─── SUPPLIED DATA ───
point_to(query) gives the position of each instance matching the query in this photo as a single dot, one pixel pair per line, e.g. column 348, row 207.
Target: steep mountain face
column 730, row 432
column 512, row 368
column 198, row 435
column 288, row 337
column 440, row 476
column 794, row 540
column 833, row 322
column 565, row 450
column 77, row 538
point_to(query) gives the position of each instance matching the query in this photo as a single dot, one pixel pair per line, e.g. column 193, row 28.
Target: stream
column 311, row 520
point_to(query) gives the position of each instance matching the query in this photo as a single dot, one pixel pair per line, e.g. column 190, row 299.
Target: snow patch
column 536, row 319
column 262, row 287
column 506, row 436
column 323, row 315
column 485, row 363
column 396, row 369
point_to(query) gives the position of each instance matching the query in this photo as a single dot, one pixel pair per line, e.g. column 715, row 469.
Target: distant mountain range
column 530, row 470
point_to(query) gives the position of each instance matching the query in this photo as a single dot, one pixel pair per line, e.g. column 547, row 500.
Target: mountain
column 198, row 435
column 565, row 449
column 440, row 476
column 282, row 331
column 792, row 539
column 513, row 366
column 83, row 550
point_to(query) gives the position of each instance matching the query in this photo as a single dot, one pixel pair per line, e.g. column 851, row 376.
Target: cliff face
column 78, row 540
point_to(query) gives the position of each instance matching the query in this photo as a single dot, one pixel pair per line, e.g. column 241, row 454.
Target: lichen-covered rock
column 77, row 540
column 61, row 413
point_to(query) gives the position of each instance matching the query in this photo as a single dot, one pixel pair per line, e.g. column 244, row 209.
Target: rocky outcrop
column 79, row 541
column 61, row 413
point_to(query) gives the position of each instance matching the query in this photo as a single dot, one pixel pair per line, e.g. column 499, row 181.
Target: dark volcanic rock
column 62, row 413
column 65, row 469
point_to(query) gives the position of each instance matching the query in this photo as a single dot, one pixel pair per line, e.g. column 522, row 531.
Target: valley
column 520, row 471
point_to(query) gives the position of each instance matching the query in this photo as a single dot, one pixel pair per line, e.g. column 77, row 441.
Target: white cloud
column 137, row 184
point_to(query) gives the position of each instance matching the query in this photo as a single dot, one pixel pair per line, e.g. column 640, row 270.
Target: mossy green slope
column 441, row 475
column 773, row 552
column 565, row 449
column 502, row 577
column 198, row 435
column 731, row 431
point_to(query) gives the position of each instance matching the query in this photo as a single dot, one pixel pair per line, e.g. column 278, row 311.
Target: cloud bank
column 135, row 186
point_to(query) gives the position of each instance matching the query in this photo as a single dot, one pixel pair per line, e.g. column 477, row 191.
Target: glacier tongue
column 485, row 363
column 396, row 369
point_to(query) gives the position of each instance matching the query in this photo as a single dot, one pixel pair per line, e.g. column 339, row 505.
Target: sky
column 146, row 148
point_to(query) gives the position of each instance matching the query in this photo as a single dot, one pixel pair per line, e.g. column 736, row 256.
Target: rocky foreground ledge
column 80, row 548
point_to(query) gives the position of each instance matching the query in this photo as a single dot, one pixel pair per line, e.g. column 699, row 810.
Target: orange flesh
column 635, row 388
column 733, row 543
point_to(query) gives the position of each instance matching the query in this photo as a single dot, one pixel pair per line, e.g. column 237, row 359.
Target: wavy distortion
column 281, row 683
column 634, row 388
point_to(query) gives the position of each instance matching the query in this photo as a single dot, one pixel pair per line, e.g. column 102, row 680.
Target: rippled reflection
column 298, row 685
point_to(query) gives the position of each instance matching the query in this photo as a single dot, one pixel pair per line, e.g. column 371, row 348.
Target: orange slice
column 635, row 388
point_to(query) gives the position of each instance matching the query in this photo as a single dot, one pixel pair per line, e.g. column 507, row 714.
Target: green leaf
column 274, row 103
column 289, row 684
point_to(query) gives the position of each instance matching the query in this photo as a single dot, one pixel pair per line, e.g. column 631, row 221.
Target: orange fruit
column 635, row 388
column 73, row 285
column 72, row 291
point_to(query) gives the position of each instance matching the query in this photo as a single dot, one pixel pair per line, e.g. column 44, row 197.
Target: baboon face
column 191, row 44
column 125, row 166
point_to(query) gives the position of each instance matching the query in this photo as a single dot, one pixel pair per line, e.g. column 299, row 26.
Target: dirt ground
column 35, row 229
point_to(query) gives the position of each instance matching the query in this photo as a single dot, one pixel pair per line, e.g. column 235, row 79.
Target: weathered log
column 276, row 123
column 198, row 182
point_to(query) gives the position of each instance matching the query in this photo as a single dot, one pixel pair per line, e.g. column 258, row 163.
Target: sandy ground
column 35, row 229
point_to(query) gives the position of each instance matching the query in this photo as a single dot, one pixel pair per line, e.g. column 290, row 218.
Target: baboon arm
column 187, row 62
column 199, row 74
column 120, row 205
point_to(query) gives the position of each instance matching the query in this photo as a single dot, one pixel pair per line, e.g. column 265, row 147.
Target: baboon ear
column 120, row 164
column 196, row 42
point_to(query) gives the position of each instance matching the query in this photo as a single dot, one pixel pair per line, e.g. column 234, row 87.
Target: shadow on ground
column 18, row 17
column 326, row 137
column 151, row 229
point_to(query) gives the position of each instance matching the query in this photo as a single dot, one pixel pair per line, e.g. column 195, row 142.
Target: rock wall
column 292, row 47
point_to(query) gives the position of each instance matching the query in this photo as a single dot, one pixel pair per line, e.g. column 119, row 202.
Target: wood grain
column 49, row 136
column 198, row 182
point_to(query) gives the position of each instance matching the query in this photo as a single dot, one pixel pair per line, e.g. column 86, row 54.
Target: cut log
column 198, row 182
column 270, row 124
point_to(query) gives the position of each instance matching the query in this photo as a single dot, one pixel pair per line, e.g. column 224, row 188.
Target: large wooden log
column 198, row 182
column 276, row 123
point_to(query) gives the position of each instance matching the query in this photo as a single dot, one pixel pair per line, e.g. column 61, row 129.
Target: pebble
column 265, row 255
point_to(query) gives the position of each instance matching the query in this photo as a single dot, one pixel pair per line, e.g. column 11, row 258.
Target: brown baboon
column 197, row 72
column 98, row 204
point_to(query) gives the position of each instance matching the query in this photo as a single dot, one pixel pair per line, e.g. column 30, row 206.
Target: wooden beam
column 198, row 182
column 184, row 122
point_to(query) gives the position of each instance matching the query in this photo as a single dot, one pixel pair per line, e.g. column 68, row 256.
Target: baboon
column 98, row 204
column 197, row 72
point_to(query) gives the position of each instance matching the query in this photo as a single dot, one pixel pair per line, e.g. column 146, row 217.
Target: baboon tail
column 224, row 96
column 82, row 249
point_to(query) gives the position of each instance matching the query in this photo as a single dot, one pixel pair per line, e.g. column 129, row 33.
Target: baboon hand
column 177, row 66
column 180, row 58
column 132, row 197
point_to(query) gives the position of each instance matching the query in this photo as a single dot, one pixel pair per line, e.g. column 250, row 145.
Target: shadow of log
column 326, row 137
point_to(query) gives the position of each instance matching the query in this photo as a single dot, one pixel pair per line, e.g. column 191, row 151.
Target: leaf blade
───
**REQUEST:** Rewrite all the records above as a numbered list, one line per number, with any blank lines left out.

**PROBLEM SOLUTION:**
1. point_to(query) gives the position of each instance matching the query in this photo as a single dot, one pixel pair per line, e.g. column 348, row 207.
2. Target: steep mountain face
3. column 730, row 432
4. column 512, row 368
5. column 198, row 435
6. column 288, row 337
7. column 440, row 476
8. column 794, row 540
9. column 833, row 322
10. column 565, row 450
11. column 77, row 538
12. point_to(query) gives the position of each instance matching the query in this photo as a single dot, one pixel pair per line, e.g. column 193, row 28.
13. Target: stream
14. column 311, row 520
15. point_to(query) gives the position of each instance matching the query in this photo as a single dot, one pixel pair per line, e.g. column 190, row 299.
16. Target: snow patch
17. column 536, row 319
18. column 262, row 287
19. column 506, row 436
20. column 323, row 315
21. column 485, row 363
22. column 396, row 369
23. point_to(query) gives the position of each instance matching the query in this photo as a single dot, one pixel pair per line, e.g. column 715, row 469.
24. Target: distant mountain range
25. column 530, row 470
26. point_to(query) gives the position of each instance matching the query in this photo as a single dot, one pixel pair per line, e.g. column 547, row 500.
27. Target: mountain
28. column 198, row 435
29. column 565, row 449
30. column 440, row 476
31. column 282, row 331
32. column 792, row 539
33. column 513, row 366
34. column 83, row 550
35. point_to(query) gives the position of each instance matching the query in this photo as a single dot, one pixel pair per line, e.g. column 851, row 376.
36. Target: cliff face
37. column 78, row 540
38. point_to(query) gives the position of each instance matching the query in this photo as a single dot, one pixel pair per line, e.g. column 241, row 454.
39. Target: lichen-covered rock
40. column 77, row 540
41. column 61, row 413
42. point_to(query) gives the position of each instance matching the query in this photo as a single dot, one pixel pair per line, e.g. column 244, row 209.
43. Target: rocky outcrop
44. column 79, row 541
45. column 61, row 413
46. point_to(query) gives the position of each instance matching the query in this photo as a single dot, one pixel pair per line, e.g. column 499, row 181.
47. Target: dark volcanic rock
48. column 62, row 413
49. column 65, row 469
50. point_to(query) gives the position of each instance matching the query in this photo as a single dot, one pixel pair per line, e.g. column 522, row 531.
51. Target: valley
52. column 520, row 471
53. point_to(query) gives the position of each instance matching the query in this photo as a single dot, one pixel pair per line, e.g. column 77, row 441.
54. Target: white cloud
55. column 137, row 184
56. point_to(query) gives the position of each instance matching the query in this photo as a single dot, one pixel pair per line, e.g. column 640, row 270.
57. Target: mossy green slope
58. column 441, row 475
59. column 773, row 552
60. column 565, row 449
61. column 502, row 577
62. column 198, row 435
63. column 731, row 431
64. point_to(query) gives the position of each instance matching the query in this photo as a single dot, one pixel pair per line, e.g. column 278, row 311.
65. Target: cloud bank
66. column 135, row 186
67. point_to(query) gives the position of each instance matching the query in this photo as a single dot, one pixel pair per line, e.g. column 477, row 191.
68. Target: glacier tongue
69. column 485, row 363
70. column 396, row 369
71. point_to(query) gives the position of each instance matching the query in this photo as a single dot, one pixel pair per line, e.g. column 339, row 505.
72. Target: sky
73. column 146, row 148
74. point_to(query) gives the position of each instance matching the query in this photo as a single dot, one pixel pair per line, e.g. column 736, row 256.
75. Target: rocky foreground ledge
76. column 80, row 548
77. point_to(query) gives the position of each instance matching the query in this photo as a single dot, one pixel pair per line, e.g. column 699, row 810.
78. Target: orange flesh
79. column 635, row 388
80. column 733, row 543
81. point_to(query) gives the position of each instance matching the query in this photo as a single dot, one pixel pair per line, e.g. column 237, row 359.
82. Target: wavy distortion
83. column 281, row 683
84. column 634, row 388
85. point_to(query) gives the position of each instance matching the query in this photo as a single dot, one pixel pair per line, e.g. column 102, row 680.
86. Target: rippled reflection
87. column 298, row 685
88. point_to(query) gives the position of each instance matching the query in this photo as a single dot, one pixel pair per line, e.g. column 371, row 348.
89. Target: orange slice
90. column 635, row 388
91. point_to(query) gives the position of each instance matching the query in this photo as a single dot, one pixel pair per line, e.g. column 507, row 714.
92. Target: green leaf
93. column 274, row 103
94. column 289, row 684
95. point_to(query) gives the position of each instance matching the query in this photo as a single dot, one pixel pair per line, e.g. column 631, row 221.
96. Target: orange fruit
97. column 635, row 388
98. column 73, row 285
99. column 72, row 291
100. point_to(query) gives the position of each instance matching the query in this photo as a single dot, one pixel pair per line, e.g. column 44, row 197.
101. Target: baboon face
102. column 191, row 44
103. column 125, row 166
104. point_to(query) gives the position of each instance matching the query in this photo as a single dot, one pixel pair per line, e.g. column 299, row 26.
105. Target: dirt ground
106. column 35, row 229
107. point_to(query) gives the position of each instance matching the query in this photo as a single dot, one pixel pair per line, e.g. column 235, row 79.
108. Target: weathered log
109. column 276, row 123
110. column 198, row 182
111. point_to(query) gives the position of each instance matching the query in this photo as a single dot, one pixel pair per line, e.g. column 258, row 163.
112. Target: sandy ground
113. column 35, row 229
114. point_to(query) gives the position of each instance matching the query in this photo as a single dot, one pixel pair per line, e.g. column 290, row 218.
115. Target: baboon arm
116. column 187, row 62
117. column 199, row 74
118. column 120, row 205
119. point_to(query) gives the position of each instance matching the query in this photo as a single dot, one pixel pair per line, e.g. column 265, row 147.
120. Target: baboon ear
121. column 120, row 164
122. column 196, row 42
123. point_to(query) gives the position of each instance matching the query in this photo as a single dot, one pixel pair per line, e.g. column 234, row 87.
124. Target: shadow on ground
125. column 18, row 17
126. column 326, row 137
127. column 151, row 229
128. point_to(query) gives the position of each instance matching the query in this photo as a single dot, one pixel pair per line, e.g. column 195, row 142.
129. Target: rock wall
130. column 292, row 47
131. point_to(query) gives the position of each instance matching the query in this photo as a single dot, one pixel pair per line, e.g. column 119, row 202.
132. Target: wood grain
133. column 49, row 136
134. column 198, row 182
135. point_to(query) gives the position of each instance matching the query in this photo as a single dot, one pixel pair per line, e.g. column 86, row 54.
136. Target: cut log
137. column 198, row 182
138. column 270, row 124
139. point_to(query) gives the position of each instance matching the query in this photo as a single dot, one pixel pair per line, e.g. column 224, row 188.
140. Target: large wooden log
141. column 198, row 182
142. column 276, row 123
143. point_to(query) gives the position of each instance matching the query in this photo as a single dot, one pixel pair per line, e.g. column 61, row 129.
144. Target: pebble
145. column 265, row 255
146. point_to(query) gives the position of each instance matching the query in this photo as a single dot, one pixel pair per line, e.g. column 11, row 258.
147. Target: brown baboon
148. column 197, row 72
149. column 98, row 204
150. point_to(query) gives the position of each instance matching the query in this photo as a single dot, one pixel pair per line, e.g. column 30, row 206.
151. Target: wooden beam
152. column 198, row 182
153. column 184, row 122
154. point_to(query) gives the position of each instance matching the query in this photo as a single dot, one pixel pair per line, e.g. column 68, row 256.
155. Target: baboon
156. column 98, row 204
157. column 197, row 72
158. point_to(query) gives the position of each instance matching the query in this photo as a single dot, one pixel pair per line, e.g. column 146, row 217.
159. Target: baboon tail
160. column 224, row 96
161. column 82, row 249
162. point_to(query) gives the position of each instance matching the query in this photo as a single dot, one pixel pair per line, e.g. column 129, row 33.
163. Target: baboon hand
164. column 177, row 66
165. column 180, row 58
166. column 132, row 197
167. point_to(query) gives the position of each instance matching the query in this photo as a single dot, one pixel pair per line, e.g. column 250, row 145.
168. Target: shadow of log
169. column 326, row 137
170. point_to(query) gives the position of each instance matching the query in this photo as a single dot, one pixel pair per line, e.g. column 191, row 151.
171. Target: leaf blade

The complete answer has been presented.